List every line of the entries below that contains the string "tiled". Case counts.

**** SUPPLIED MATERIAL ****

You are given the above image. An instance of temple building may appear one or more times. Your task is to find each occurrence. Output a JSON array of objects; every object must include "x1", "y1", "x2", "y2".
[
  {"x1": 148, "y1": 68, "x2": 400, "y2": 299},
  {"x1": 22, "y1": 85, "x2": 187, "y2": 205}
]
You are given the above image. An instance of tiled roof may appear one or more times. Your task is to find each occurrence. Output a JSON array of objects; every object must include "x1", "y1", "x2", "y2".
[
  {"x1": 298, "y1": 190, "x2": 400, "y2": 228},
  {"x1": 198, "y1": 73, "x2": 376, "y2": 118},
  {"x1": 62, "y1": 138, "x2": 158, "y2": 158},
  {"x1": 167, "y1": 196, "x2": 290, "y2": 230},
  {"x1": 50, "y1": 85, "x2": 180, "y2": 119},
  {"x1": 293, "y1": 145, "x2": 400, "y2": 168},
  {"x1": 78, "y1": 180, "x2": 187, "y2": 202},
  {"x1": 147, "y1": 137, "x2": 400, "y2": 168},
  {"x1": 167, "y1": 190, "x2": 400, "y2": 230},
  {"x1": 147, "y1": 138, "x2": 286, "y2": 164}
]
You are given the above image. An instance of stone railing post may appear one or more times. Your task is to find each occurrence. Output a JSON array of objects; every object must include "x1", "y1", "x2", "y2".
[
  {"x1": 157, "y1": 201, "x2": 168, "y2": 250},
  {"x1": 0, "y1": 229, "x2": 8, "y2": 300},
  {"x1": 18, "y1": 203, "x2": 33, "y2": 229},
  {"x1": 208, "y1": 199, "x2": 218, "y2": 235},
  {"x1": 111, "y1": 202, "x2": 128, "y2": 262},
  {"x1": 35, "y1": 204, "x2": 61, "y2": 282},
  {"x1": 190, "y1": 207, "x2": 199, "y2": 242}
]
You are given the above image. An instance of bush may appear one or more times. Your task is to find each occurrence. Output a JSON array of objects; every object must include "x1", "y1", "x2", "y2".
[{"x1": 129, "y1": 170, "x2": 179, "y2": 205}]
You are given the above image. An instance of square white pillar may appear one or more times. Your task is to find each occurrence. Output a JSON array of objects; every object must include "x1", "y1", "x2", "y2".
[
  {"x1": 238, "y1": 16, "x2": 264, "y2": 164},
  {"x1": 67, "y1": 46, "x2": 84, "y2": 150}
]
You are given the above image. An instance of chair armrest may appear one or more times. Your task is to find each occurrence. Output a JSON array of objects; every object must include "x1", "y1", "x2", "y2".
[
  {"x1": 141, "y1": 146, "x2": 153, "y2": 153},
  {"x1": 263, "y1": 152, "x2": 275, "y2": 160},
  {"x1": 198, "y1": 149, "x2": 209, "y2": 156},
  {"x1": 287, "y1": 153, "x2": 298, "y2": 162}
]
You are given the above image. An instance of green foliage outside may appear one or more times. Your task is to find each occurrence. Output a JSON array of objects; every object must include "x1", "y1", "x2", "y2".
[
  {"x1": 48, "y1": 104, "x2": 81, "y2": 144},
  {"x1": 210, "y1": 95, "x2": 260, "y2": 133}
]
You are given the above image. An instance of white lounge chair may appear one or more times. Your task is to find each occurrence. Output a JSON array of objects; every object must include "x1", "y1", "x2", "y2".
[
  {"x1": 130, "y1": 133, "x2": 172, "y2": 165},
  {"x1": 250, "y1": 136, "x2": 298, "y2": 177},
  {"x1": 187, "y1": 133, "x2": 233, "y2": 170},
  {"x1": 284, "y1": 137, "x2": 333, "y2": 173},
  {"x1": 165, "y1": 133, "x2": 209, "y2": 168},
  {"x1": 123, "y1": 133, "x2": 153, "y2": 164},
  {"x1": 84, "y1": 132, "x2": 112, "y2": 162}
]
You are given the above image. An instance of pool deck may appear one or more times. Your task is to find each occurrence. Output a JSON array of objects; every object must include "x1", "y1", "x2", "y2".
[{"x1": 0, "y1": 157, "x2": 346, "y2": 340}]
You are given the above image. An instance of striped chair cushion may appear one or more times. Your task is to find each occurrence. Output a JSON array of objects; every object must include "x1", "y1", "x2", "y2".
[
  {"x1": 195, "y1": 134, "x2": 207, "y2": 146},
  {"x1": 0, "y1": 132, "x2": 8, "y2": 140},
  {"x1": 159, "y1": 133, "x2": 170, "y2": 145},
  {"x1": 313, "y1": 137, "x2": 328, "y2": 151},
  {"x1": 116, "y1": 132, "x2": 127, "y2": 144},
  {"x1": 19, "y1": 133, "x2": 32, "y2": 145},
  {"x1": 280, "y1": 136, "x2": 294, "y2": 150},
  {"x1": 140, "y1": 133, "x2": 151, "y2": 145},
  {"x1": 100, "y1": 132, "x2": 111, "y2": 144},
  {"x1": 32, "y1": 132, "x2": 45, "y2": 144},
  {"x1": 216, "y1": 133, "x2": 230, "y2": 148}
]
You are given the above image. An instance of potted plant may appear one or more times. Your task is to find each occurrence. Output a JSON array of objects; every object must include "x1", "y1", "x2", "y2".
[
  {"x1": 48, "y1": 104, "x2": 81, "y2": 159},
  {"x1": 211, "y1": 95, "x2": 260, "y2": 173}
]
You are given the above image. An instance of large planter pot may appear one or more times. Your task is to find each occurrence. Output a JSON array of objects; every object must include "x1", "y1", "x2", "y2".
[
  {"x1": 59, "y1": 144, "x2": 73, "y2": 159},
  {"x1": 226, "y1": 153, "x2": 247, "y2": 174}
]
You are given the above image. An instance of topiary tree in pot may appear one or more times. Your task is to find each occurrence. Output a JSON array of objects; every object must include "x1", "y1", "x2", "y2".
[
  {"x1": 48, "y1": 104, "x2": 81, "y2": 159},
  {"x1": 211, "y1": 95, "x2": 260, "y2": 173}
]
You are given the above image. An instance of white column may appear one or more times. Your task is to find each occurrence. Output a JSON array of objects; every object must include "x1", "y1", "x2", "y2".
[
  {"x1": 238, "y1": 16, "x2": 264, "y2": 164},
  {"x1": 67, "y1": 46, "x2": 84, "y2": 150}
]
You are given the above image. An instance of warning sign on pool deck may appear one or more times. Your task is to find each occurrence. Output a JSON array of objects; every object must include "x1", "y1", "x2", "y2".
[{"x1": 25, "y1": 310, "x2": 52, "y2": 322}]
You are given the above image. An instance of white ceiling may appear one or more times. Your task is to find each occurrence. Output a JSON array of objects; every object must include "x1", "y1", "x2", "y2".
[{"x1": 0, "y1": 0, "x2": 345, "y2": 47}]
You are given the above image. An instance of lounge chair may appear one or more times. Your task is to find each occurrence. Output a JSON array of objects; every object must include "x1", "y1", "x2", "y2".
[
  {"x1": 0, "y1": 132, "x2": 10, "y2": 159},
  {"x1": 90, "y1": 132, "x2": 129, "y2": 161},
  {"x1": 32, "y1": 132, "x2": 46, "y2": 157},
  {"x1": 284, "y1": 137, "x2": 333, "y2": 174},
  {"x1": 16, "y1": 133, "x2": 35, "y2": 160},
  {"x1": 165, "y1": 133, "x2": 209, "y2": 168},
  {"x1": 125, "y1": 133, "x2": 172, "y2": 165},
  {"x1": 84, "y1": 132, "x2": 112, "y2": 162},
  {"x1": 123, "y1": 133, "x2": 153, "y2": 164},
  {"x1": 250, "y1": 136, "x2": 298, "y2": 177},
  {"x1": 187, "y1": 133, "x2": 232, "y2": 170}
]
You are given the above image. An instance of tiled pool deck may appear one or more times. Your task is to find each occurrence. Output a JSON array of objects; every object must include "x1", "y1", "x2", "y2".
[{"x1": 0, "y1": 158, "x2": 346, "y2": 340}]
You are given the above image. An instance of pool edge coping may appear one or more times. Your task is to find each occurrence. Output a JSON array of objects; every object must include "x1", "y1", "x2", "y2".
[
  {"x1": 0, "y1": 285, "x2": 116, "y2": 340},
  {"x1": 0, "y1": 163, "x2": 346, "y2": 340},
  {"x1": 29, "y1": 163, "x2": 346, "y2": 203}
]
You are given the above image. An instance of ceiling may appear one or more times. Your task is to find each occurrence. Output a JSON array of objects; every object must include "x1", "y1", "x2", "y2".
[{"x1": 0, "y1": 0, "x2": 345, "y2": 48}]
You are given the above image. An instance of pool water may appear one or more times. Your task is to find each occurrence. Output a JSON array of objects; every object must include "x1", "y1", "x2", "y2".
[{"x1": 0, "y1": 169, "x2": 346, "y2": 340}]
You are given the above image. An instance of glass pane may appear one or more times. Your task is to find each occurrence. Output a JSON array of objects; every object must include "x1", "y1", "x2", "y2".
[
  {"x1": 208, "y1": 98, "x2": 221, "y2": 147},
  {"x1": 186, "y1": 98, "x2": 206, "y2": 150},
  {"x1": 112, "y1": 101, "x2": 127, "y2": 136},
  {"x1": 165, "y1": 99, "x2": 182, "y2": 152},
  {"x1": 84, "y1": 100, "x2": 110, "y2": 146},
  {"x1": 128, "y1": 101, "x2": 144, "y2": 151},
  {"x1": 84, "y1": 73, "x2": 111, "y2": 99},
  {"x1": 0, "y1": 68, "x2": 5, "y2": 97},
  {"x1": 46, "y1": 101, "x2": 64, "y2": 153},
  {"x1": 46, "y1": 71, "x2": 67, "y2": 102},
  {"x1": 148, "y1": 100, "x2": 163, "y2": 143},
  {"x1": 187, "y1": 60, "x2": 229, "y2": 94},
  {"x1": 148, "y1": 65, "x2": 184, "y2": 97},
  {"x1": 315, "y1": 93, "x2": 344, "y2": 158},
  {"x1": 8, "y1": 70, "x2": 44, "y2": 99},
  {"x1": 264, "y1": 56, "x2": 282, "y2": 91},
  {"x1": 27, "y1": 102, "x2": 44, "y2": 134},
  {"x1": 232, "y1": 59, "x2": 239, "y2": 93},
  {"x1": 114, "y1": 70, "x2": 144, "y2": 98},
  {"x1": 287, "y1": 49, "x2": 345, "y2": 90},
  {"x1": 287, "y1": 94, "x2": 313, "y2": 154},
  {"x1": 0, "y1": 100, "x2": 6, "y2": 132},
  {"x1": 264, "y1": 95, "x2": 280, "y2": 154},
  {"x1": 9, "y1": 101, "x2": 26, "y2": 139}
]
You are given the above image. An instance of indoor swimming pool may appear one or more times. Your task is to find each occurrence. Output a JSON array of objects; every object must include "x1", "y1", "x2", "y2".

****

* REPLY TO THE EXERCISE:
You are given the above image. An instance of tiled roof may appear one or more times. Your task is to find each occurrence. Output a JSON array of objects; every object must include "x1", "y1", "x2", "y2".
You are given the above image. An instance of tiled pool deck may appear one or more times. Your task is to find each occurrence. Output a JSON array of objects; every object must include "x1", "y1", "x2", "y2".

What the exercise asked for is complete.